GIVEN REQUEST ::
Return every line of the entries that contains the word "hair".

## Begin SUPPLIED RECORDS

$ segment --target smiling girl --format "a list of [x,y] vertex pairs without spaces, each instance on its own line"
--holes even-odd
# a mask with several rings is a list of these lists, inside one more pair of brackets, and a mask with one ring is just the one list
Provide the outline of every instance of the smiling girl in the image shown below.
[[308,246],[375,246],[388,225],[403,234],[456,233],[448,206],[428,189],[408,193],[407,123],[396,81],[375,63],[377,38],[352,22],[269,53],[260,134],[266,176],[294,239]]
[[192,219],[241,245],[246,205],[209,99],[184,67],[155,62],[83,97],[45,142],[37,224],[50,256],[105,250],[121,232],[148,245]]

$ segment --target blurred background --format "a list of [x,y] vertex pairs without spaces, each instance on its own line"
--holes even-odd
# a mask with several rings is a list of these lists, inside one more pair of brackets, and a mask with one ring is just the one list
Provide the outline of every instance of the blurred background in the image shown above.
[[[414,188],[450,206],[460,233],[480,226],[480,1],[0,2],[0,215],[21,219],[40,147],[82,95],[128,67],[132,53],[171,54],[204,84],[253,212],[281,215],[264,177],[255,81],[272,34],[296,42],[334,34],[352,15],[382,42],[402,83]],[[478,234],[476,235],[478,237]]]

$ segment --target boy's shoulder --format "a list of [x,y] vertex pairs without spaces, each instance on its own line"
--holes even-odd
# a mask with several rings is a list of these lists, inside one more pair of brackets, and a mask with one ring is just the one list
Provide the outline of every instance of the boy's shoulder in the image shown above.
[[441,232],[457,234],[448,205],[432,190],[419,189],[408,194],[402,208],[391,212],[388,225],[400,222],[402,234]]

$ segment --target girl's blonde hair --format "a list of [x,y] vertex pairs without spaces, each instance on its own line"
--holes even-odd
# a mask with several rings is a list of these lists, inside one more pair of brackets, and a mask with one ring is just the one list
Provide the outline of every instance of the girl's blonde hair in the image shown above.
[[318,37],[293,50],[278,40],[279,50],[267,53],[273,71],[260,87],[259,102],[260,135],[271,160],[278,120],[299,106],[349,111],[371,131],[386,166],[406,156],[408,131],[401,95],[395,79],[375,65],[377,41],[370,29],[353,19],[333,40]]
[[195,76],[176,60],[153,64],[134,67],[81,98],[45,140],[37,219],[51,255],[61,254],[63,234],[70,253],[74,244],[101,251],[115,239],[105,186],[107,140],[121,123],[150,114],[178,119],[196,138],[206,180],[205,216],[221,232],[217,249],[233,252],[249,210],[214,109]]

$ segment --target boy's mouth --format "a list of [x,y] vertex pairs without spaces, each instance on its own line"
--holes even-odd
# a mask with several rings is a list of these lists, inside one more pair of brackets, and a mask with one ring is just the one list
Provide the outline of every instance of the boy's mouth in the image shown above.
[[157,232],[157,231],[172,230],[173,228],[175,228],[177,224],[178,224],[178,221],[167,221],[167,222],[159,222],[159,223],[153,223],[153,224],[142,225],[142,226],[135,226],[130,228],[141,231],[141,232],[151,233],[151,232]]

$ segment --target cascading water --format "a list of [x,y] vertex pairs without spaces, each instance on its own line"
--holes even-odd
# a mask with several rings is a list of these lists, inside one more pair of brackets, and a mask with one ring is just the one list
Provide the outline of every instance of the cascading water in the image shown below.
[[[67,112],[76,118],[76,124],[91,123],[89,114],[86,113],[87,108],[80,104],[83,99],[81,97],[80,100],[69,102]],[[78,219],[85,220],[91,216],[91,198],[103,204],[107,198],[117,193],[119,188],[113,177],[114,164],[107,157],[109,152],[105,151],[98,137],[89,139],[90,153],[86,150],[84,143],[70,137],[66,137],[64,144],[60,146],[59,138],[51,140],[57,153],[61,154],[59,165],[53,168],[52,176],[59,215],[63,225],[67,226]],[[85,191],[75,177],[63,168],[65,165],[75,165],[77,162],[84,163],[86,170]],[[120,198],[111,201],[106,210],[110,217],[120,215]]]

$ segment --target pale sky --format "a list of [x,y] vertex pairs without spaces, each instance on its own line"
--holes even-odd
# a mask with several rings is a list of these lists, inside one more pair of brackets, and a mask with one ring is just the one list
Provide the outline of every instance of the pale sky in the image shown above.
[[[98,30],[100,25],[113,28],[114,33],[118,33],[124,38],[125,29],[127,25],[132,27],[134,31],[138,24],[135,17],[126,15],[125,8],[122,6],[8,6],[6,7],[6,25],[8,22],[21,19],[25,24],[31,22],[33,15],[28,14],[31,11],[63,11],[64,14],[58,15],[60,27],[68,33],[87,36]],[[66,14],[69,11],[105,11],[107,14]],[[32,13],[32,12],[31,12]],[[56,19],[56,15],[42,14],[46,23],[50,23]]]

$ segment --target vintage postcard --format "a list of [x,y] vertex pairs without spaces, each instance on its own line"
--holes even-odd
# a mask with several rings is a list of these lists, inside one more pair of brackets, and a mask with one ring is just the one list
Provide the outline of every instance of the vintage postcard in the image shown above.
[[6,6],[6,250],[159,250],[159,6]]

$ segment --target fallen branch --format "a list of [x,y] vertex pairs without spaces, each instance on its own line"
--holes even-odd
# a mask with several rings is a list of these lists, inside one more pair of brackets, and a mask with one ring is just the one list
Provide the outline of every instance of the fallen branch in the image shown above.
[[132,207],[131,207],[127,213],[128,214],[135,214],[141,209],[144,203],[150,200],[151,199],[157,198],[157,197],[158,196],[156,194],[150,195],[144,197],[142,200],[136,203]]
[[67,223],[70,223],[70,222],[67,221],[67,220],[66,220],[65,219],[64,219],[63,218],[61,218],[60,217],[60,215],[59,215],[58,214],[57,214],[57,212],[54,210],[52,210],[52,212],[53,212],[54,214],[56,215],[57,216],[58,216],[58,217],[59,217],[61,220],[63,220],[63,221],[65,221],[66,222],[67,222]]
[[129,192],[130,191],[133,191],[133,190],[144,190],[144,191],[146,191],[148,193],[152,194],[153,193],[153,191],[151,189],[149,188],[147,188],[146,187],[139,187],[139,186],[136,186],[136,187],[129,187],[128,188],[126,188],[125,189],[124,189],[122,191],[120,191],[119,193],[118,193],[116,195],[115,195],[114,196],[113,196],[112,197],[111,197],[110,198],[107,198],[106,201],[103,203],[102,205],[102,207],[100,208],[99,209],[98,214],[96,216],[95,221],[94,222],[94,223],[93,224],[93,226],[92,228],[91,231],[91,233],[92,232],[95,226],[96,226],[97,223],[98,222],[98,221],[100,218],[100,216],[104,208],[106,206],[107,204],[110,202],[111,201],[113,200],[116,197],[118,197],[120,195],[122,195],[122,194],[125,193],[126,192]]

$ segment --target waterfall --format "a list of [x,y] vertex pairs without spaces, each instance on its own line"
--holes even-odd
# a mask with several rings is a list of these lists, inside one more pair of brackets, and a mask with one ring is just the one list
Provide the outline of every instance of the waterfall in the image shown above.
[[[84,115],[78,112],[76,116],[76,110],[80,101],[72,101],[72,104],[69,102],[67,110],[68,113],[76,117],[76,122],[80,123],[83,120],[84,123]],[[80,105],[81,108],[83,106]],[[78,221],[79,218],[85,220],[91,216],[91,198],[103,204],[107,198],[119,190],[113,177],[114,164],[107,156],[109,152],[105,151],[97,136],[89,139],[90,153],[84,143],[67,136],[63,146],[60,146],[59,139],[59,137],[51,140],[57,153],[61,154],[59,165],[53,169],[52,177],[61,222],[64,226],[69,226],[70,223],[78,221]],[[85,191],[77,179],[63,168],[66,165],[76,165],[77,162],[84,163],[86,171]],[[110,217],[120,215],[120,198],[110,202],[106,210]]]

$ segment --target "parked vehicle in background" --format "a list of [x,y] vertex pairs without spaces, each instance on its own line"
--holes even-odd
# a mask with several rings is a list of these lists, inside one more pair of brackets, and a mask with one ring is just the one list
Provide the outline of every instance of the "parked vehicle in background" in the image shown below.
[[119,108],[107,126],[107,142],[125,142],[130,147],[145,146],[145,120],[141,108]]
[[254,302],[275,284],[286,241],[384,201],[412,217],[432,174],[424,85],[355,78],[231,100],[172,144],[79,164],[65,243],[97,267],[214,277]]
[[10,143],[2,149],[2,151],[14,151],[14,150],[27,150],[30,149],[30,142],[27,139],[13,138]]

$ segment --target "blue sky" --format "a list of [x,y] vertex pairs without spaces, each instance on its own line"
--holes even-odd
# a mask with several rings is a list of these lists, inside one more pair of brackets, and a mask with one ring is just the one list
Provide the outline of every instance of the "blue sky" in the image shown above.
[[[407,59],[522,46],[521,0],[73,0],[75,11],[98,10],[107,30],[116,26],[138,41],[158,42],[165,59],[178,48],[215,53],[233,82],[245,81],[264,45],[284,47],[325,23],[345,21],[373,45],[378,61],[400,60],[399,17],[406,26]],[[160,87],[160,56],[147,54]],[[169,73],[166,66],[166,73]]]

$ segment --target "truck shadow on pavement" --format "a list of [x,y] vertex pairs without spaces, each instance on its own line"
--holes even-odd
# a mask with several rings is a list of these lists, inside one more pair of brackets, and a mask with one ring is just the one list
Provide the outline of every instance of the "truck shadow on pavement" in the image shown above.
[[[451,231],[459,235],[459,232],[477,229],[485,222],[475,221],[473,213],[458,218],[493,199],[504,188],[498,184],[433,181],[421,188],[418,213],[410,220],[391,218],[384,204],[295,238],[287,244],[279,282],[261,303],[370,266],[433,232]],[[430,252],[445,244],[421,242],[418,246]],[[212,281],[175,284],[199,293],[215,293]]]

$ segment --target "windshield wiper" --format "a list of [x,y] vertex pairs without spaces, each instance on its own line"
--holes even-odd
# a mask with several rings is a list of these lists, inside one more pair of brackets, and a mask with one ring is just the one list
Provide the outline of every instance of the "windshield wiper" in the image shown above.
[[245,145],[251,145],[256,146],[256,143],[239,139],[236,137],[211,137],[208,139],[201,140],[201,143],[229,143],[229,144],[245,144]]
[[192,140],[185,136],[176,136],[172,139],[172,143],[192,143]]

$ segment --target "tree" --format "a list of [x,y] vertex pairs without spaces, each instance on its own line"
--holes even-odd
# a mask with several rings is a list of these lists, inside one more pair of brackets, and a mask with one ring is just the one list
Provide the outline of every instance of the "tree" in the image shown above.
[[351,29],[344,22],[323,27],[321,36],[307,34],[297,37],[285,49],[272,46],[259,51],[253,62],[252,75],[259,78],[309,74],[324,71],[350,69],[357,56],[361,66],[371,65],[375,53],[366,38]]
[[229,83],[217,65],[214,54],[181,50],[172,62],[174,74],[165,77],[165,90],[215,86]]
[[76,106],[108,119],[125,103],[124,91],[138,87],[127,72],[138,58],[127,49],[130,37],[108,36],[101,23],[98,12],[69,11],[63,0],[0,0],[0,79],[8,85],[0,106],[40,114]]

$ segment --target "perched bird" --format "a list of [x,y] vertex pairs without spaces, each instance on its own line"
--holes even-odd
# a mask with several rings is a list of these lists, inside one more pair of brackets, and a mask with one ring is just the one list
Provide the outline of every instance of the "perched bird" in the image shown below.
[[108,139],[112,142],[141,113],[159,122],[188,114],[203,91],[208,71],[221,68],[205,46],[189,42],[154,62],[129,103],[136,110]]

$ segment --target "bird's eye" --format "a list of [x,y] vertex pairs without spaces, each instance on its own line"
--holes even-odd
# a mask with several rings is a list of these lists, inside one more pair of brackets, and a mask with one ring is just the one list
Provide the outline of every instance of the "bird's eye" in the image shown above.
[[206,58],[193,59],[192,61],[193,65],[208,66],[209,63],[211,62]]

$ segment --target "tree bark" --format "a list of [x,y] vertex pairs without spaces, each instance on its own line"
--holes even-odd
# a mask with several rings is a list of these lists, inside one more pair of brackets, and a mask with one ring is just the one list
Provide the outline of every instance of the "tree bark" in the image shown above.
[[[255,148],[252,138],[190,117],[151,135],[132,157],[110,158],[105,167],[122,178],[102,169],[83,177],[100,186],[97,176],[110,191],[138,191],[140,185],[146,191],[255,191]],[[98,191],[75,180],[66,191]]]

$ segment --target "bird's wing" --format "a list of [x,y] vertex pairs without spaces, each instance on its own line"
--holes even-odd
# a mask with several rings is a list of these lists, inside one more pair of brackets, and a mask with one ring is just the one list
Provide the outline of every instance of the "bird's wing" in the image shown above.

## End SUPPLIED RECORDS

TASK RESULT ::
$ segment --target girl's blonde hair --format "a list of [x,y] vertex pairs without spaces, each instance on its own line"
Provide the outline of every instance of the girl's blonde hair in the image shown above.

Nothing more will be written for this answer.